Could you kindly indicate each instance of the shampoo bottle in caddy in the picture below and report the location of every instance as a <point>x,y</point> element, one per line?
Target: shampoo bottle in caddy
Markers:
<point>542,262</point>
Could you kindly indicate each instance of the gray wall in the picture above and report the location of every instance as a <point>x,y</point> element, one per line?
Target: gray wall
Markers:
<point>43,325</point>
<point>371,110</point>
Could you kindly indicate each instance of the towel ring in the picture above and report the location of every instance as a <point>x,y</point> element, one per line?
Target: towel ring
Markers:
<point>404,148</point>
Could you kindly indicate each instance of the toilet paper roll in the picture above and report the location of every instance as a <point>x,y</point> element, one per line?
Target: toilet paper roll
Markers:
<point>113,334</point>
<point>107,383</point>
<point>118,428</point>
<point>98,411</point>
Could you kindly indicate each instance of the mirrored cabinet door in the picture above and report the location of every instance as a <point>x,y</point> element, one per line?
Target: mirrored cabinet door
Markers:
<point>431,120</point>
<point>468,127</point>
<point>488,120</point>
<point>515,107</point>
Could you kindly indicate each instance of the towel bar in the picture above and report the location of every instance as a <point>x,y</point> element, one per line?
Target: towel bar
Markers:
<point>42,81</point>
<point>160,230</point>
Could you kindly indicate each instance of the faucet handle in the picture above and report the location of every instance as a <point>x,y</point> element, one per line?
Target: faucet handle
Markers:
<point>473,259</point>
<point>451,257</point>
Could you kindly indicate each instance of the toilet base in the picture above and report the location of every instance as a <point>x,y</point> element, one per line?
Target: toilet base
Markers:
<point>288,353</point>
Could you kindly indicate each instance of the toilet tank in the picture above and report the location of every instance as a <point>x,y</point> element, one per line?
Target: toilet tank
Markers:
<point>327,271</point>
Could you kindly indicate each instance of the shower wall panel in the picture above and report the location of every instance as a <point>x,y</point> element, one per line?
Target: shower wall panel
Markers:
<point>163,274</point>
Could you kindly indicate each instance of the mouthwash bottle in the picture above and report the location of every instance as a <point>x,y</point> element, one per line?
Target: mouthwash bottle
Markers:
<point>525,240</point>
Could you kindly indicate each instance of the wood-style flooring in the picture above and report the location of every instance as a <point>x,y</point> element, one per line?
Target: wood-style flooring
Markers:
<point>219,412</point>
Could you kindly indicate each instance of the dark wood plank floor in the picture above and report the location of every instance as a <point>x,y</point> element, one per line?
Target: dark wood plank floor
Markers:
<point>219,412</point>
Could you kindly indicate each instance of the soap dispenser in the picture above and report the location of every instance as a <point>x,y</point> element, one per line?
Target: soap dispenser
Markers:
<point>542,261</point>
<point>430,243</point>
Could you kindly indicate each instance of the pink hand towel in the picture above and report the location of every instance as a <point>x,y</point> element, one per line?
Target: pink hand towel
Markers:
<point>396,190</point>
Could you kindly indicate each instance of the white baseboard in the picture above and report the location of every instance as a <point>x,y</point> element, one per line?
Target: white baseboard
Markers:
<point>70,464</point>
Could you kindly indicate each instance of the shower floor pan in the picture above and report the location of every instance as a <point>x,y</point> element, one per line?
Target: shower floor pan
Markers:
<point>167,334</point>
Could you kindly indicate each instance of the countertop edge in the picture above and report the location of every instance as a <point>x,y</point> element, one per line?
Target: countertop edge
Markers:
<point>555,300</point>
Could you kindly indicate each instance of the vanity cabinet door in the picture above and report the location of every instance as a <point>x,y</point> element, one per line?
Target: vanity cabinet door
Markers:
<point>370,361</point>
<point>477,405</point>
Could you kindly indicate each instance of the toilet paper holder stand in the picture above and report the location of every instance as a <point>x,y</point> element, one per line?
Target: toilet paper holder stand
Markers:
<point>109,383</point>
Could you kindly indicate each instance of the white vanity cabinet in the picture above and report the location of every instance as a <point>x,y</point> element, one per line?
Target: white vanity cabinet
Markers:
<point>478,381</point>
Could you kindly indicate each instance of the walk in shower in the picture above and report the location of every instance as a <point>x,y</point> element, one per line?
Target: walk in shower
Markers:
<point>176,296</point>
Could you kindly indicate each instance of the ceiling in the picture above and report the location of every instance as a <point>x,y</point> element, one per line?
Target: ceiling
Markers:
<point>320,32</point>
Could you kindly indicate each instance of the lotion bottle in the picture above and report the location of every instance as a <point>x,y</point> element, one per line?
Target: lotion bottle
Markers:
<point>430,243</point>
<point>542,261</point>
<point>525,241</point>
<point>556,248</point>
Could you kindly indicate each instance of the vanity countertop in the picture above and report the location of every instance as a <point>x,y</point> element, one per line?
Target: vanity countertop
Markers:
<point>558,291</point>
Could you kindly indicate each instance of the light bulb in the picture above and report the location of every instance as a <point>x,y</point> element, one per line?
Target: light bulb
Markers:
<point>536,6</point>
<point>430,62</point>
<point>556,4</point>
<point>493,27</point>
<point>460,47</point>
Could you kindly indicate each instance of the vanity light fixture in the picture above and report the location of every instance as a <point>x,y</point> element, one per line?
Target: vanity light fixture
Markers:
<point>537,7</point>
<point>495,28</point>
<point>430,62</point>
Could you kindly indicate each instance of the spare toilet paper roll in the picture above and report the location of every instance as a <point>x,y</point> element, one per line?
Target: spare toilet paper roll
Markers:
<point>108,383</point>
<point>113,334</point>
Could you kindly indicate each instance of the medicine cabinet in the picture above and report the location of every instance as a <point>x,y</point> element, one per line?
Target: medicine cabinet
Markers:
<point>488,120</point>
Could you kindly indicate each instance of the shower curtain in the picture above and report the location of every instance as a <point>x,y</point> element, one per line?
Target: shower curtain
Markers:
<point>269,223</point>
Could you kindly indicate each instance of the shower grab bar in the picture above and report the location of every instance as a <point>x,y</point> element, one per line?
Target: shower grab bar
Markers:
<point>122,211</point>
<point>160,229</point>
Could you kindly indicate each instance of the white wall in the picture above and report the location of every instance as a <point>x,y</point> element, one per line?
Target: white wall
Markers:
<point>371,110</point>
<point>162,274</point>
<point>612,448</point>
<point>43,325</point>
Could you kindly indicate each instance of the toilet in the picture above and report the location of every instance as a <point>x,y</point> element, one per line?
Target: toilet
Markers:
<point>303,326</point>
^^^^
== EXERCISE OBJECTIVE ==
Reproduce the entire listing above verbatim, from its first line to its last.

== COMPLETED EXERCISE ==
Could you kindly indicate each instance of the shampoo bottle in caddy in the picture below and report the location of every instance as a <point>x,y</point> element, one per line?
Target: shampoo bottle in caddy
Markers:
<point>542,262</point>
Could you kindly indicate each instance of the gray wall in the picture above and report the location of every instance as a <point>x,y</point> element, one per line?
Target: gray wall
Markers:
<point>43,325</point>
<point>371,110</point>
Could you kindly indicate each instance of the towel ring in the picture above and report the location of every instance as a <point>x,y</point> element, one per line?
Target: towel ring
Markers:
<point>404,148</point>
Could you kindly indicate each instance of the toilet paper roll in the picture above and report the location of every instance as a <point>x,y</point> element, one per line?
Target: toilet paper roll
Markers:
<point>113,334</point>
<point>107,383</point>
<point>118,428</point>
<point>98,411</point>
Could you kindly indicate each instance of the mirrored cabinet door in the picture above and report the location of every instance as a <point>x,y</point> element, one per line?
Target: mirrored cabinet door
Markers:
<point>431,120</point>
<point>468,127</point>
<point>488,120</point>
<point>515,107</point>
Could you kindly indicate each instance of the towel bar in the picture above and report the location of every instance as a <point>x,y</point> element, one per line?
Target: towel bar
Markers:
<point>42,81</point>
<point>160,230</point>
Could you kindly indicate each instance of the faucet handle in the picture above and report the location of every instance as a <point>x,y</point> element, one per line?
Target: faucet handle
Markers:
<point>473,259</point>
<point>451,257</point>
Could you kindly indicate each instance of the toilet base in the picture above and report the location of every instance as a <point>x,y</point> element, one per line?
Target: toilet base
Markers:
<point>288,353</point>
Could you kindly indicate each instance of the toilet tank in the picture above and report the location of every instance as a <point>x,y</point> element, one per line?
Target: toilet tank
Markers:
<point>327,271</point>
Could you kindly indicate each instance of the shower wall panel in the picture above and report the location of every instance as a <point>x,y</point> element, one per line?
Target: shower wall panel
Markers:
<point>163,274</point>
Could you kindly indicate each instance of the mouthwash bottle in the picture above and report the location of every instance as a <point>x,y</point> element, one per line?
Target: mouthwash bottle
Markers:
<point>525,240</point>
Could you kindly indicate each instance of the wood-style flooring in the picture above and report the location of every instance as a <point>x,y</point> element, one per line?
Target: wood-style flooring
Markers:
<point>219,412</point>
Could you kindly indicate each instance of the dark wood plank floor in the picture above and report the location of every instance as a <point>x,y</point> element, one per line?
Target: dark wood plank floor
Markers:
<point>219,412</point>
Could you kindly indicate each instance of the soap dispenser in the picture above and report the location of every instance as a <point>x,y</point> element, one per line?
Target: soap dispenser
Markers:
<point>542,261</point>
<point>430,243</point>
Could you kindly indicate each instance of the pink hand towel in the picture above and report the location of every instance as a <point>x,y</point> element, one per line?
Target: pink hand towel
Markers:
<point>396,190</point>
Could you kindly indicate each instance of the white baseboard in the picture above and report the location of every instance as a <point>x,y</point> element, one per line?
Target: white baseboard
Markers:
<point>70,464</point>
Could you kindly indicate each instance of the shower floor pan in the picture above and report the location of every instance as a <point>x,y</point> element, one per line?
Target: shower floor pan
Markers:
<point>167,334</point>
Could you kindly indicate each instance of the countertop edge in the picture above and report the location of every instance as a <point>x,y</point> element, one per line?
Target: countertop edge
Markers:
<point>555,300</point>
Could you kindly indicate each instance of the vanity cabinet door in the picture above and report the location of every instance as a <point>x,y</point> element, one per line?
Target: vanity cabinet door
Markers:
<point>370,361</point>
<point>477,405</point>
Could you kindly indicate each instance of the toilet paper holder stand in the picture above and report the location of every instance as a <point>x,y</point> element, one per line?
Target: toilet paper holder stand
Markers:
<point>109,383</point>
Could you kindly indicate each instance of the white vanity cabinet in the picture above and report the location of every instance as a <point>x,y</point> element, one per line?
Target: white vanity cabinet
Markers:
<point>478,381</point>
Could you kindly indicate each instance of the walk in shower in the picture above and report the location of every instance as a <point>x,y</point> element, one per line?
Target: walk in shower
Markers:
<point>176,296</point>
Could you kindly indicate each instance of the ceiling in the picture above and report the location of every instance as a <point>x,y</point> element, one per line?
Target: ceiling
Markers:
<point>320,32</point>
Could you kindly indicate each instance of the lotion bottle in the picture above and report the location of every instance as a <point>x,y</point> element, one per line?
Target: lotion bottle
Markers:
<point>430,243</point>
<point>542,261</point>
<point>525,241</point>
<point>556,248</point>
Could you kindly indicate each instance of the vanity countertop in the picture above and report the location of every instance as a <point>x,y</point> element, one per line?
Target: vanity countertop
Markers:
<point>558,291</point>
Could you kindly indicate each instance of the light bulb in the picture above and report the location of every instance as a <point>x,y</point> element, one per line?
Target: light bulb
Markers:
<point>536,6</point>
<point>430,62</point>
<point>556,4</point>
<point>493,27</point>
<point>460,47</point>
Could you kindly indicate each instance of the vanity light fixture in the picture above and report the location of every instance as a <point>x,y</point> element, one per line?
Target: vanity light fixture
Markers:
<point>537,7</point>
<point>495,28</point>
<point>430,62</point>
Could you kindly indicate each instance of the spare toilet paper roll in the picture above and report the location of every instance as a <point>x,y</point> element, one per line?
Target: spare toilet paper roll
Markers:
<point>108,383</point>
<point>113,334</point>
Could you kindly indicate each instance of the medicine cabinet in the picture above and report the location of every instance as a <point>x,y</point> element, one per line?
Target: medicine cabinet
Markers:
<point>488,120</point>
Could you kindly indicate each instance of the shower curtain in the picture above and report the location of every instance as a <point>x,y</point> element, one per line?
Target: shower curtain
Markers:
<point>269,223</point>
Could you kindly indicate each instance of the shower grab bar in the picture above and report the location of every instance as a <point>x,y</point> element, one per line?
Target: shower grab bar
Markers:
<point>122,211</point>
<point>160,229</point>
Could you kindly indicate each instance of the white wall in the picture above and report the location of every instance as a <point>x,y</point> element, one per line?
Target: white wall
Markers:
<point>371,110</point>
<point>162,274</point>
<point>612,448</point>
<point>43,325</point>
Could you kindly indicate each instance of the toilet in the picture above and report the location of every instance as a <point>x,y</point> element, one per line?
Target: toilet
Markers:
<point>303,326</point>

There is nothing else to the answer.